▶ [DOCUMENT EXTRACT]:
Clearly, once we started making the “breakup” list, it was pretty obvious.

Sorry, AsymmetricAlgorithm, it’s not you, it’s me (P.S.: it’s totally you).

The New Design’s Goals

1. Instances represent a key/keypair.
2. Once disposed, always disposed.
3. Don’t have a “common base class” when two things don’t really have anything in common.
4. Minimize code for derived types, so that we can minimize the room for mistakes.
5. Use existing terminology when it means the same thing.
6. Use new terminology when the existing terminology means something else.
7. Design for Span

The New Design

Here’s a view of the class for ML-DSA, with most of the overloads removed for brevity:

namespace System.Security.Cryptography;

public abstract partial class MLDsa : System.IDisposable
{
    public static bool IsSupported { get; }

    protected MLDsa(MLDsaAlgorithm algorithm);
    public MLDsaAlgorithm Algorithm { get; }

    public void Dispose();
    protected virtual void Dispose(bool disposing);

    // Generate a new key
    public static MLDsa GenerateKey(MLDsaAlgorithm algorithm);

    // Algorithm-specific key format imports
    public static MLDsa ImportMLDsaPublicKey(MLDsaAlgorithm algorithm, ReadOnlySpan<byte> source);
    public static MLDsa ImportMLDsaPrivateKey(MLDsaAlgorithm algorithm, ReadOnlySpan<byte> source);
    public static MLDsa ImportMLDsaPrivateSeed(MLDsaAlgorithm algorithm, ReadOnlySpan<byte> source);

    // Standard key container format imports
    public static MLDsa ImportSubjectPublicKeyInfo(ReadOnlySpan<byte> source);
    public static MLDsa ImportPkcs8PrivateKey(ReadOnlySpan<byte> source);
    public static MLDsa ImportEncryptedPkcs8PrivateKey(ReadOnlySpan<char> password, ReadOnlySpan<byte> source);
    public static MLDsa ImportFromPem(ReadOnlySpan<char> source);
    public static MLDsa ImportFromEncryptedPem(ReadOnlySpan<char> source, ReadOnlySpan<char> password);

    // Algorithm-specific key format exports
    public void ExportMLDsaPublicKey(Span<byte> destination);
    public void ExportMLDsaPrivateKey(Span<byte> destination);
    public void ExportMLDsaPrivateSeed(Span<byte> destination);

    // Standard key container format exports
    public byte[] ExportSubjectPublicKeyInfo();
    public byte[] ExportPkcs8PrivateKey();
    public byte[] ExportEncryptedPkcs8PrivateKey(ReadOnlySpan<byte> passwordBytes, PbeParameters pbeParameters);
    public string ExportSubjectPublicKeyInfoPem();
    public string ExportEncryptedPkcs8PrivateKeyPem(ReadOnlySpan<char> password, PbeParameters pbeParameters);

    // Operations the algorithm can perform
    public void SignData(ReadOnlySpan<byte> data, Span<byte> destination, ReadOnlySpan<byte> context = default);
    public void SignMu(ReadOnlySpan<byte> externalMu, Span<byte> destination);
    public void SignPreHash(ReadOnlySpan<byte> hash, Span<byte> destination, string hashAlgorithmOid, ReadOnlySpan<byte> context = default);
    public bool VerifyData(ReadOnlySpan<byte> data, ReadOnlySpan<byte> signature, ReadOnlySpan<byte> context = default);
    public bool VerifyMu(ReadOnlySpan<byte> externalMu, ReadOnlySpan<byte> signature);
    public bool VerifyPreHash(ReadOnlySpan<byte> hash, ReadOnlySpan<byte> signature, string hashAlgorithmOid, ReadOnlySpan<byte> context = default);

    // Key exports, implementation-specific.

▶ [SOURCE EXCERPT]:

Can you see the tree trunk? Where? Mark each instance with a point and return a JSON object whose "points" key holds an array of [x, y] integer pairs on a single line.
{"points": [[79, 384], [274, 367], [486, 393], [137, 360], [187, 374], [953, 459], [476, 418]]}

▶ [WRITTEN EXERCISE]: Can you reproduce the part of the ML-DSA design excerpt between "Clearly, once we" and "room for mistakes.", inclusive, with no changes?

▶ [SOLUTION TO THIS PROBLEM]:
Clearly, once we started making the “breakup” list, it was pretty obvious.

Sorry, AsymmetricAlgorithm, it’s not you, it’s me (P.S.: it’s totally you).

The New Design’s Goals

1. Instances represent a key/keypair.
2. Once disposed, always disposed.
3. Don’t have a “common base class” when two things don’t really have anything in common.
4. Minimize code for derived types, so that we can minimize the room for mistakes.